──────── DOCUMENT TEXT

A third very important feature of social media traces is their quantity. The number of cases is so much more elevated, that analyses reach a level of detail that is unbeatable by traditional sources of data such surveys. This many cases allow for example researches to study the tails of a distribution, or selected subgroups, that in traditional data sources tend to be too rare, for any analysis to be possible. (Japec et al. 2015: 848) For example, Twitter has made possible the study of traditionally underrepresented populations, such as people suffering from PTSD, suicidal ideation or depression (Lazer & Radford, 2017).

A last, but not less important characteristic of social media traces is that they are behavioural data. This implies a big improvement with respect to the way behaviour data are collected in surveys: via self-reports. By being behavioural data, social media traces may outperform survey data, firstly, because they are potentially much more reliable with respect to the limited human memory. Secondly, because they are free from the influence of the survey situation, as would be for example the fact of giving social desirable answers. As pointed out by Lazer and Radford (2017), there are certain types of information that are inaccessible via self-reports, simply because people would systematically lie about them. Social media traces present thus an important opportunity for the study of actual behaviour.

────────────────
──────── RECORD LIST

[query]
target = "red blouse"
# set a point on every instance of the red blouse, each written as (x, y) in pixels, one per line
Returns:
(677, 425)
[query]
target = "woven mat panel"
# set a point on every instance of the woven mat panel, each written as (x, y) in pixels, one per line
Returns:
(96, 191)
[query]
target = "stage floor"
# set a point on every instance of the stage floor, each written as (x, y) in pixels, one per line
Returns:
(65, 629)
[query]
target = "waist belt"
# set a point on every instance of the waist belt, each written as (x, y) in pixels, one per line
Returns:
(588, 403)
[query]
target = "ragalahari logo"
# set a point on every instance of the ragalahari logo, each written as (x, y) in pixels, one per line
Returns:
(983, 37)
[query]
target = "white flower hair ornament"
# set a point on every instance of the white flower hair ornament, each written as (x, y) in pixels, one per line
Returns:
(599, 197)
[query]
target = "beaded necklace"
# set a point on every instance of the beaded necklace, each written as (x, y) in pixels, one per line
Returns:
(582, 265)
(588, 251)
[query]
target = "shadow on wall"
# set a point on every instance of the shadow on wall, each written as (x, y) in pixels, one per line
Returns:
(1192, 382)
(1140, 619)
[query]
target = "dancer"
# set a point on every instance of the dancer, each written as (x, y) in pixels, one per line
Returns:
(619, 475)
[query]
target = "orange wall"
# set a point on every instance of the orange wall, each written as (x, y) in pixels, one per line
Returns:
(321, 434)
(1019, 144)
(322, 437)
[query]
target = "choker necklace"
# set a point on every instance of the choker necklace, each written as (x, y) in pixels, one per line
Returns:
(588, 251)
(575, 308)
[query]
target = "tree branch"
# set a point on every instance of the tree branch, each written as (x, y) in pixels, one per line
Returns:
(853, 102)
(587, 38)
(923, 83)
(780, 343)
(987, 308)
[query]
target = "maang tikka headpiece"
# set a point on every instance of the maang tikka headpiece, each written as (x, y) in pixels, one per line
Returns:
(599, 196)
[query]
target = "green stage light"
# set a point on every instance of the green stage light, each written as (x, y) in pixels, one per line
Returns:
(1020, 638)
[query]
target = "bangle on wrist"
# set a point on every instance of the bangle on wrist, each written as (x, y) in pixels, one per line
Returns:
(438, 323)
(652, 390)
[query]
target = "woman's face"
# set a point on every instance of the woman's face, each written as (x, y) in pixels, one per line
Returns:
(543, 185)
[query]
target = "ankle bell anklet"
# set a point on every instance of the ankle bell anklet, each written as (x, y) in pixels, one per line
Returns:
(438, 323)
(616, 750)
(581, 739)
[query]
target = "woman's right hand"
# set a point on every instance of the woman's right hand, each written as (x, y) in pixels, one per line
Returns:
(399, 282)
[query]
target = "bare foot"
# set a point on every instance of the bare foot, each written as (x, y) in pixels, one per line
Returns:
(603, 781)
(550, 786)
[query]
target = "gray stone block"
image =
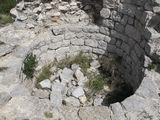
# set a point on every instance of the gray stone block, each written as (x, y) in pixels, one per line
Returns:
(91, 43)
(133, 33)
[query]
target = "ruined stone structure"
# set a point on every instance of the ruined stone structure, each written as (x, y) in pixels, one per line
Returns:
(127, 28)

────────────────
──────── RECORD LIST

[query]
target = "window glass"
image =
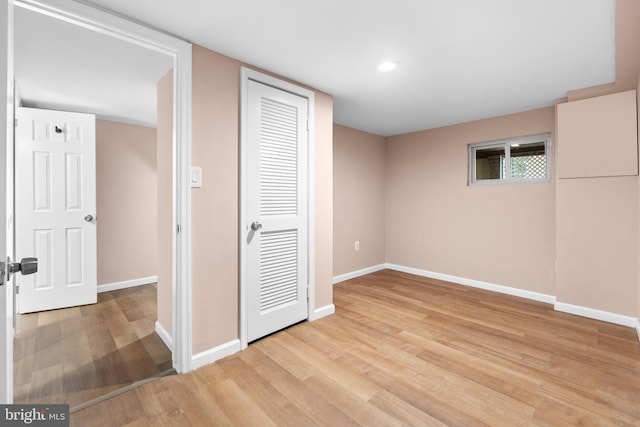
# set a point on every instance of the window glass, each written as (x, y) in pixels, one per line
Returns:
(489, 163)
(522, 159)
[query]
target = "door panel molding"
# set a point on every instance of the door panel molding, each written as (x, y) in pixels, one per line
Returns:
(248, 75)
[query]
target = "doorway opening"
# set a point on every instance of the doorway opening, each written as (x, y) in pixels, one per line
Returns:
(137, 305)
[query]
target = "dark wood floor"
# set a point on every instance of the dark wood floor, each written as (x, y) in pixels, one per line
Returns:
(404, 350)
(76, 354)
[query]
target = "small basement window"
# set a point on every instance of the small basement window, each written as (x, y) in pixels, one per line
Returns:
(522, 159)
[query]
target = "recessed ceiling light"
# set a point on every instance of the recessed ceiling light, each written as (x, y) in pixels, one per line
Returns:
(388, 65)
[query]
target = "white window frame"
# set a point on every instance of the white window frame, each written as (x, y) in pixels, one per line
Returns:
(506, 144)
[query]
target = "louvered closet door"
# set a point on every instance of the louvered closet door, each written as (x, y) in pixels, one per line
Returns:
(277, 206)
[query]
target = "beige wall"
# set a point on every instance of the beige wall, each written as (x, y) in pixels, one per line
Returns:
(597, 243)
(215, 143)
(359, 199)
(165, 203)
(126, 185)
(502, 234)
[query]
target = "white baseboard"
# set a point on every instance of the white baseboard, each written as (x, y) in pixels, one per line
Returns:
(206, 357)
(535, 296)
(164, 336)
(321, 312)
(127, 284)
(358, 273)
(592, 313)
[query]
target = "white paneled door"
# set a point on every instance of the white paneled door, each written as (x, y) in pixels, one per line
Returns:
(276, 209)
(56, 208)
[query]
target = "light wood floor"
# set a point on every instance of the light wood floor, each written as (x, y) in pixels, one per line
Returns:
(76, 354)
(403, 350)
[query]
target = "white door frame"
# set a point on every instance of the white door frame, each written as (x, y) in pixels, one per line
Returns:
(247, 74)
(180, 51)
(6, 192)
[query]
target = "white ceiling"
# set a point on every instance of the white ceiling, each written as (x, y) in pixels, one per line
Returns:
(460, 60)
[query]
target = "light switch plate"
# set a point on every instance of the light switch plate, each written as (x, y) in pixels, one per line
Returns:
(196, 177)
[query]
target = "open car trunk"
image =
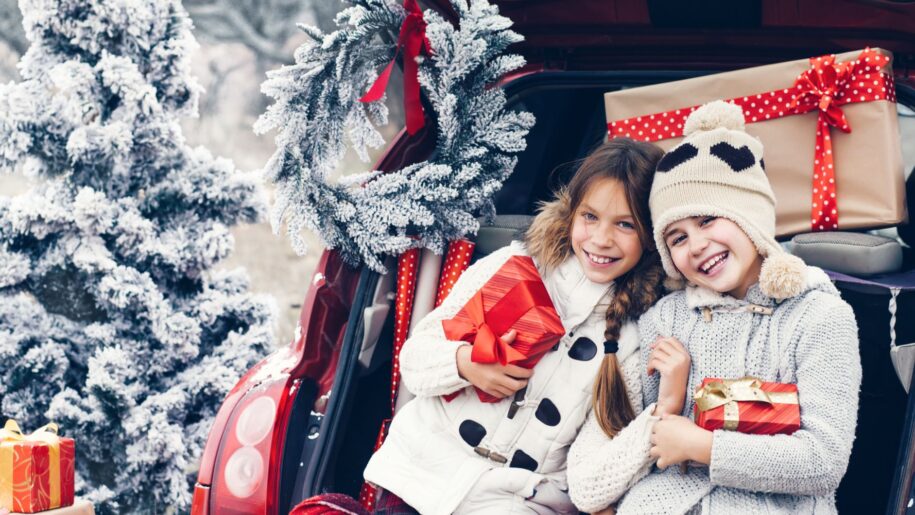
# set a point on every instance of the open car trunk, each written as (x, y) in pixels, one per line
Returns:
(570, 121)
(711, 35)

────────────────
──────── RECORD LIST

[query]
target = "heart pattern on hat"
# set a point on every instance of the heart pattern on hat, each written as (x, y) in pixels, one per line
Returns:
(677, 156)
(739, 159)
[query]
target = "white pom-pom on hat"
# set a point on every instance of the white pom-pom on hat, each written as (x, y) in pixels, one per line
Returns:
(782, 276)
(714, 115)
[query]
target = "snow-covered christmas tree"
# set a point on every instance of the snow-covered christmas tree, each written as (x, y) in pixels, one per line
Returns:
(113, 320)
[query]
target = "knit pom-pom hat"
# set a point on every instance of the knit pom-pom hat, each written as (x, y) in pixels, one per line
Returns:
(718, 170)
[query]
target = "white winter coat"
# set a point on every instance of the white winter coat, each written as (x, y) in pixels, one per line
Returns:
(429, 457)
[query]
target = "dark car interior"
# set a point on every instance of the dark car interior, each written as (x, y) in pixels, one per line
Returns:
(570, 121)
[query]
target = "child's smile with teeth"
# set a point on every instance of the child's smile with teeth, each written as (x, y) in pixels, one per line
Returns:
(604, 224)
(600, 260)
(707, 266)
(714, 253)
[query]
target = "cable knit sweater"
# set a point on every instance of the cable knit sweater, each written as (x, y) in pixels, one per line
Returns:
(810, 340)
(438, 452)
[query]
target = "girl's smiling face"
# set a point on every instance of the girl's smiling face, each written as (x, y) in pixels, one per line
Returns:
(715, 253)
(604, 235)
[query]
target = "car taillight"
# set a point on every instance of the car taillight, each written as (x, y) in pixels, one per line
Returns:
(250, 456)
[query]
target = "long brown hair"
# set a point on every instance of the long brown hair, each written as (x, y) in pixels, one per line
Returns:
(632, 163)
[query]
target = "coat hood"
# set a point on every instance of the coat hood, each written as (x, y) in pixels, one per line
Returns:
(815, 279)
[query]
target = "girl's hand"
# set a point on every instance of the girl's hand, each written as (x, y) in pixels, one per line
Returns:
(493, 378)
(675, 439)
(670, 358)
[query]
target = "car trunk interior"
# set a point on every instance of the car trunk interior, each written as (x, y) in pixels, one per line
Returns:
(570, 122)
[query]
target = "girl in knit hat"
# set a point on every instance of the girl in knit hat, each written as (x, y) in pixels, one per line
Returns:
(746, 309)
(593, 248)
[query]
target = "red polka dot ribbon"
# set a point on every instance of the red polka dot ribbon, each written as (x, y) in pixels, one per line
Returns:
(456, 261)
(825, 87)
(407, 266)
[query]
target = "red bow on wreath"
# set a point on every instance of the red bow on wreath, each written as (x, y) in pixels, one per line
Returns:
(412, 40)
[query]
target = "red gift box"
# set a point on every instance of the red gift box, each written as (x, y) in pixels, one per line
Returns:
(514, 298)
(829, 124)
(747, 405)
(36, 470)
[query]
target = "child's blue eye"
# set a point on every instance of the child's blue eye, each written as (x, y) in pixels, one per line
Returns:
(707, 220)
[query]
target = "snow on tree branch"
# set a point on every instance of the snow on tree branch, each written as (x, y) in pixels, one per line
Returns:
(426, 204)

────────────────

#### BRIEF
Can you return, word for word, everything in the passage on social media traces from "A third very" down to "(Lazer & Radford, 2017)."?

#### REPLY
A third very important feature of social media traces is their quantity. The number of cases is so much more elevated, that analyses reach a level of detail that is unbeatable by traditional sources of data such surveys. This many cases allow for example researches to study the tails of a distribution, or selected subgroups, that in traditional data sources tend to be too rare, for any analysis to be possible. (Japec et al. 2015: 848) For example, Twitter has made possible the study of traditionally underrepresented populations, such as people suffering from PTSD, suicidal ideation or depression (Lazer & Radford, 2017).